> **Required action**:
Please repeat the records word for word and skip the pictures.

Photo-based referring expression data:
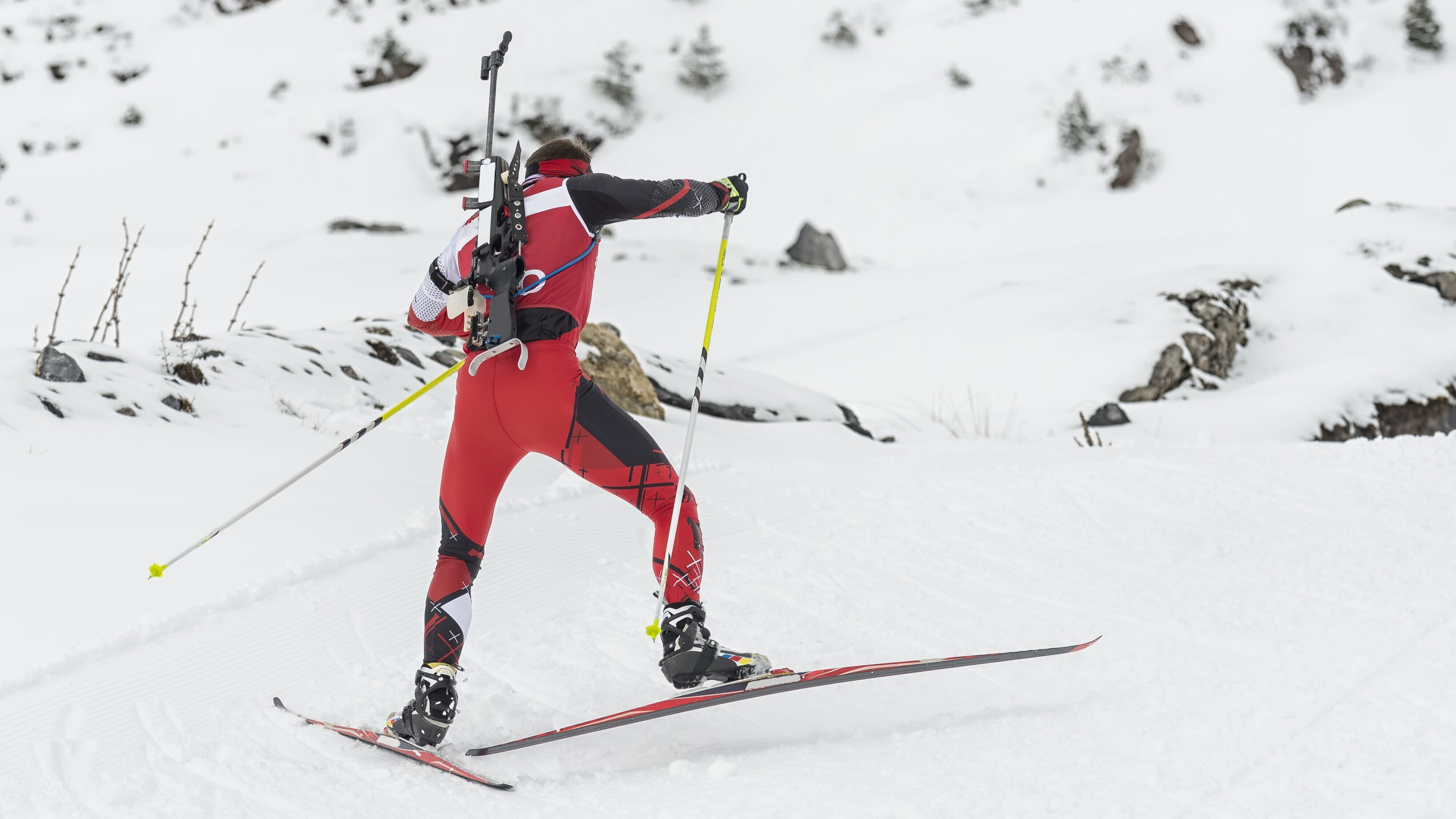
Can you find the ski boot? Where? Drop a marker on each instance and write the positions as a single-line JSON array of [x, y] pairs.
[[426, 719], [689, 656]]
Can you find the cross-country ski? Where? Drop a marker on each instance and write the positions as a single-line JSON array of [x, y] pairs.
[[486, 376], [777, 681], [397, 745]]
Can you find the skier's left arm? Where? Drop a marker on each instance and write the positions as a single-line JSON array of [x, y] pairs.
[[602, 199]]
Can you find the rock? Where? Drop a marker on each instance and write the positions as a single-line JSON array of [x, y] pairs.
[[852, 422], [618, 372], [408, 355], [1129, 161], [1311, 55], [448, 357], [1109, 416], [1225, 317], [818, 250], [1442, 280], [190, 372], [1170, 372], [341, 225], [1412, 419], [1187, 34], [1416, 418], [382, 352], [53, 365]]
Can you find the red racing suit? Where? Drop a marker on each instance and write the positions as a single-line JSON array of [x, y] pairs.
[[551, 407]]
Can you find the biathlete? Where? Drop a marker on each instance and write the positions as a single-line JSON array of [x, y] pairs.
[[554, 408]]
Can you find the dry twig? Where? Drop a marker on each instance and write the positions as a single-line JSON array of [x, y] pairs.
[[187, 280], [62, 296], [129, 248], [245, 295]]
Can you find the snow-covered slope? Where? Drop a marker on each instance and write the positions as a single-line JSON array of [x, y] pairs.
[[1276, 611]]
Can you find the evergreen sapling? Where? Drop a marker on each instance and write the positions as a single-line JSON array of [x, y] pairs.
[[1422, 30], [1075, 126], [703, 69]]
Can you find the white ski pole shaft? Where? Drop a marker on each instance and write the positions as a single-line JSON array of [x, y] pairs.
[[159, 567], [688, 447]]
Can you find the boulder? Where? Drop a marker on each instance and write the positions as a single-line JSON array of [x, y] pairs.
[[1225, 317], [189, 372], [1412, 419], [53, 365], [618, 372], [1442, 280], [1129, 161], [1170, 372], [1186, 33], [1109, 416], [815, 248], [1311, 53], [382, 352]]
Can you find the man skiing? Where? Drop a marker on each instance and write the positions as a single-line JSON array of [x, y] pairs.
[[505, 412]]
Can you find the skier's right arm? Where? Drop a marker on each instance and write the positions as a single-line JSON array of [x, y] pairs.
[[602, 199], [427, 311]]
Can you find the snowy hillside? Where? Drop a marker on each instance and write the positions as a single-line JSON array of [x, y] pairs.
[[1276, 611]]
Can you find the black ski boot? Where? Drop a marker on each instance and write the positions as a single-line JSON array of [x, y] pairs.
[[689, 656], [426, 719]]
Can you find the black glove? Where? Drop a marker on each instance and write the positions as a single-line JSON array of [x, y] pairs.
[[736, 190]]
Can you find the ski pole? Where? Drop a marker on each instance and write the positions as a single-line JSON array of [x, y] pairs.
[[688, 447], [159, 567]]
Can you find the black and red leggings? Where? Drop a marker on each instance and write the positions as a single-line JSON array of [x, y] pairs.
[[554, 408]]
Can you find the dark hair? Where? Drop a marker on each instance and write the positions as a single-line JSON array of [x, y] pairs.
[[561, 148]]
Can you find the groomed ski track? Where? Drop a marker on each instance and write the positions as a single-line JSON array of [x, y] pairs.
[[1263, 604]]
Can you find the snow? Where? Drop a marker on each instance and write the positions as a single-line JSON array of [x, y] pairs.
[[1276, 613]]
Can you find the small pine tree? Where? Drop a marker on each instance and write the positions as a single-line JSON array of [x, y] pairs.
[[839, 31], [703, 69], [1422, 30], [617, 85], [1075, 126]]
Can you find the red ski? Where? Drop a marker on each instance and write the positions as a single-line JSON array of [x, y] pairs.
[[777, 681], [401, 747]]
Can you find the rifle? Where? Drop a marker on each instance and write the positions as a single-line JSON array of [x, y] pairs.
[[497, 263]]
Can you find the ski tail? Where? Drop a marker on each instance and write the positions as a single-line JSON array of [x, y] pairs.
[[774, 682]]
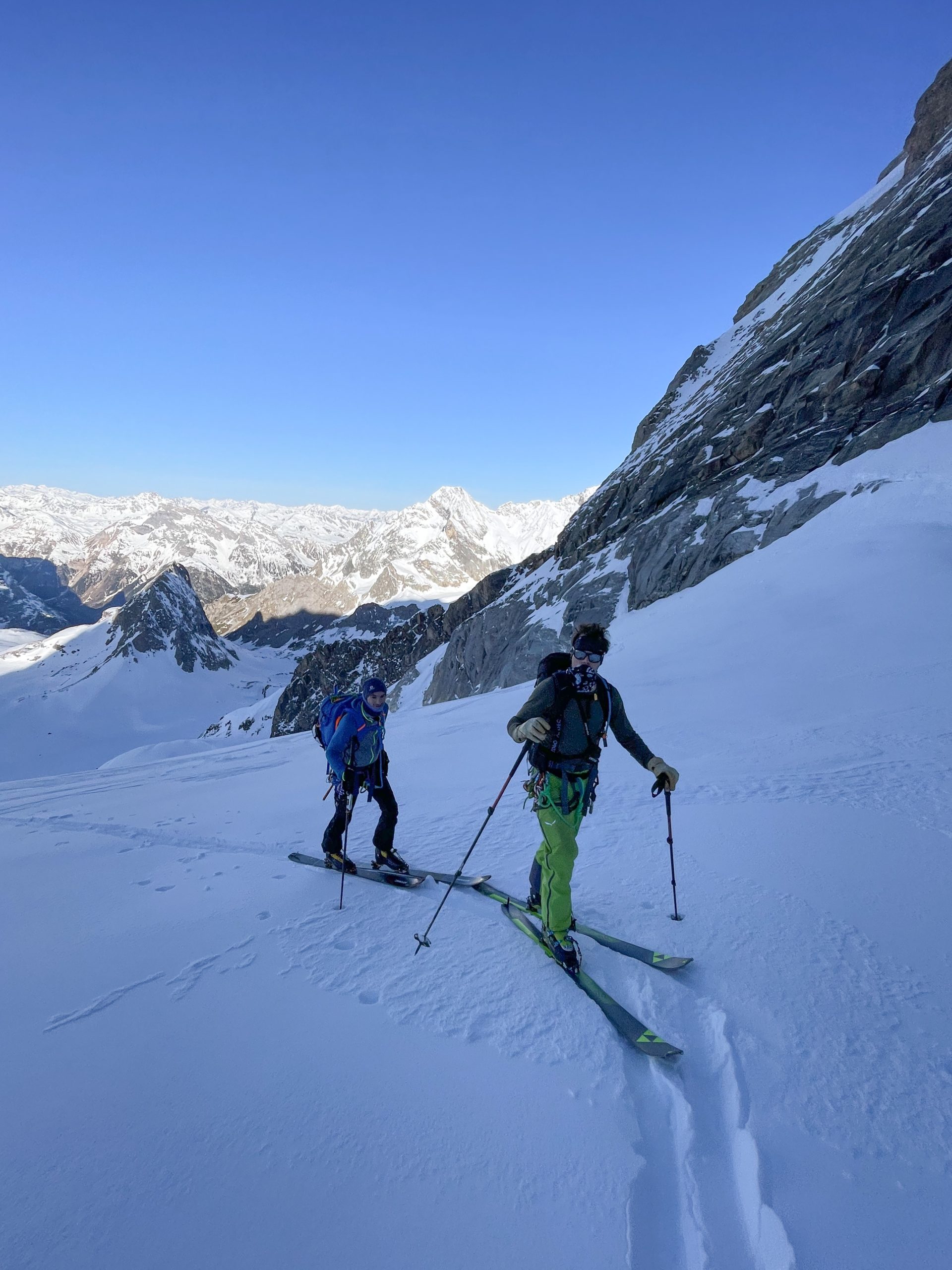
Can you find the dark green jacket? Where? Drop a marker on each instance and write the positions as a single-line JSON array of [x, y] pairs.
[[574, 740]]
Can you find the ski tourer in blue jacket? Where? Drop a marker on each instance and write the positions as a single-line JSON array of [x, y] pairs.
[[358, 761]]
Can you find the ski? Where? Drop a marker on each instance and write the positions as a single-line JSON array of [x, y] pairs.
[[627, 1025], [391, 879], [473, 881], [659, 960]]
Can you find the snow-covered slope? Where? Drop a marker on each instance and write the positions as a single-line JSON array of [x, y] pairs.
[[437, 549], [87, 694], [218, 1066]]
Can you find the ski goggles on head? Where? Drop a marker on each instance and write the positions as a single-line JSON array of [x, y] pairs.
[[583, 654]]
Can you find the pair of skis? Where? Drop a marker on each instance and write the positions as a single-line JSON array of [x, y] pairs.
[[626, 1024], [389, 878]]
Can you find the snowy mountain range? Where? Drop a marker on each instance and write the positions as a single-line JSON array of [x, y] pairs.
[[313, 558]]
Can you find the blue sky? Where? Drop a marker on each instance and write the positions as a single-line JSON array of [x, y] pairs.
[[311, 252]]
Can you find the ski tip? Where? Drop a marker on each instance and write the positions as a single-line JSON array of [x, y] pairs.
[[649, 1043]]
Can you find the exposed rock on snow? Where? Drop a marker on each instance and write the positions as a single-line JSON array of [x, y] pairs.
[[343, 656], [846, 346], [168, 615], [272, 573]]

> **Answer below**:
Can you find the ski boot? Where? Drop a marker on each instance and write the positions as a single-line JSON array of [x, y] pairs.
[[426, 719], [689, 656]]
Can you find the cross-country ski? Where? Drop a marker on each instance and write the positions as a single-line JSON array of [x, y] pairs.
[[486, 376], [777, 681], [397, 745]]
Can you find the skier's left arm? Where? Drop a marker on each instance and write the positions as a single-line JSON array of [x, y] pairs.
[[602, 199]]
Can you find the rock? Where? Drop a marker on each instance and write the positions as a single-line JSON array of [x, y] pairs.
[[852, 422], [618, 372], [408, 355], [1129, 161], [1311, 55], [448, 357], [1109, 416], [1225, 317], [818, 250], [1442, 280], [190, 372], [1170, 372], [341, 225], [1412, 419], [1187, 34], [1416, 418], [382, 352], [53, 365]]
Can you find the red racing suit? Where? Drop a marker on each instance and write the positions as a single-line JSON array of [x, y] pairs.
[[551, 407]]
Can you find the biathlete? Where? Drop a marker on each instance and write the positions as a single-line JSON array of [x, y] pairs.
[[554, 408]]
Can you find the dry twig? Where? Drop a marker on each instance and write the positions as a single-line JSON array of [x, y] pairs.
[[187, 280], [62, 296], [129, 248], [245, 295]]
Can you find the snow-covered slope? Where? Drop a marker on each instance and write the positions as a single-line JSON array of [x, y] pairs.
[[1276, 611]]
Can you find the evergreen sapling? Where? Drop a marker on each instance and write the positions as a single-line JSON array of [x, y] pairs.
[[1422, 30], [1075, 126], [703, 69]]
Can you find the white ski pole shaft? Where? Drop a marker on each instance and write the positions as a single-line JSON array of [x, y] pairs.
[[159, 567], [688, 447]]
Can you find the boulder? Where? Drop a marker on each instance and write the positions as a single-line JSON array of [x, y] pairs.
[[1225, 317], [189, 372], [1412, 419], [53, 365], [618, 372], [1442, 280], [1129, 161], [1170, 372], [1186, 33], [1109, 416], [815, 248], [1311, 53], [382, 352]]
Can you find the man skiing? Where? Drop a marker on each instance and write the positions as a single-line JSON array of [x, y] pairs.
[[505, 412]]
Can you find the skier's right arm? Where? Drop a marker on each instance and write the positions as a single-line JSON array of [x, y] pairs.
[[602, 199], [427, 311]]
Can you find the snowy hillside? Where? Drop a marker on each instance and write the positions as a single-line JSON array of [x, y] pairs.
[[1276, 611]]
Can you find the black ski boot? Where? Drop a marker on each instance and write the positions as a single-line JSON array of [x, y] pairs.
[[689, 656], [426, 719]]
Can you find the black glove? Where? Drop a marker on each instance and write the positions as a single-line JSON array of [x, y] pairs.
[[736, 190]]
Can you find the ski pole? Where? Drop a marker on each instance and write the positions as a single-line JSON array of [x, y] pairs.
[[688, 447], [159, 567]]
Can you find the black and red leggings? Where? Drop a marker on each instance and write the positions as a single-line JSON array of [x, y] pairs.
[[554, 408]]
Can you find the dark hair? Where? Drop a marker on each instance and write the positions as a single-line JSON array of [x, y] pairs.
[[561, 148]]
Can you find the groomed ski track? Where? Drop a marker on each instance and write the positions as a single-line JSON array of [x, y] pairs.
[[1263, 604]]
Can you find the snow? Where? Drop a marker on each instance and write the positions as a single-line JSON array of [x, y] pairs.
[[1276, 613]]
Can you find the small pine tree? Where? Drop a marker on each instance and write the positions as a single-line JSON array of [x, y] pairs.
[[839, 31], [703, 69], [1422, 30], [617, 85], [1075, 126]]
Can you find the red ski? Where? Drop a marker on each instance and write the positions as a single-line JSON array of [x, y] pairs.
[[777, 681], [401, 747]]
Can you find the rifle? Where? Drop a marker on each instance and write the positions as a single-line JSON array of [x, y] pairs.
[[497, 263]]
Can you find the ski tail? Where? Drop a marker on each instance and write the positions as a single-line JSON array of [x, y] pairs.
[[774, 682]]
Can you find the dark green jacket? Where? Drop a marker on each instance and write the positions as a single-line JSON array of [x, y] pairs.
[[574, 740]]
Can you find the ski tourer in blue jacket? Where? Drop a marker on each instance and write the positions as a single-line JSON array of [x, y] pairs.
[[358, 761]]
Can you find the ski? Where? Drop a marker on each instance and write the positions as a single-line JSON array of [x, y] pairs.
[[627, 1025], [391, 879], [473, 881], [659, 960]]
Can you find the snow-covered slope? Where? Drop a marker on each instance and write the positions as a single-line JSON array of [x, y] pairs.
[[437, 549], [87, 694], [218, 1066]]
Can you find the ski goggles on head? Where? Drop a marker on each instance and write the positions as a single-line JSON array of [x, y] pairs.
[[583, 654]]
Can you find the pair of skis? Where? Drop a marker on each instance and write the positions as a single-line JSON array of [x, y] pairs.
[[626, 1024], [389, 878]]
Can you find the snowy mountain range? Where? Drop a marker on each instance and write the positions as a single-line JSON array of [x, y] pairs.
[[313, 558]]
Can you find the blue sky? Where? Drop a marker on each instance and write the positions as a single-line JSON array of [x, y] pairs.
[[311, 252]]
Can you find the ski tip? Where? Drop a marker on each instance and write the positions as a single-line JSON array of [x, y] pairs.
[[649, 1043]]
Can you find the exposed rock on snow? Where? Drop a marker on each instance and write the positions as a single-line JSON array of [x, y] pairs.
[[343, 656], [846, 346], [168, 615], [272, 573]]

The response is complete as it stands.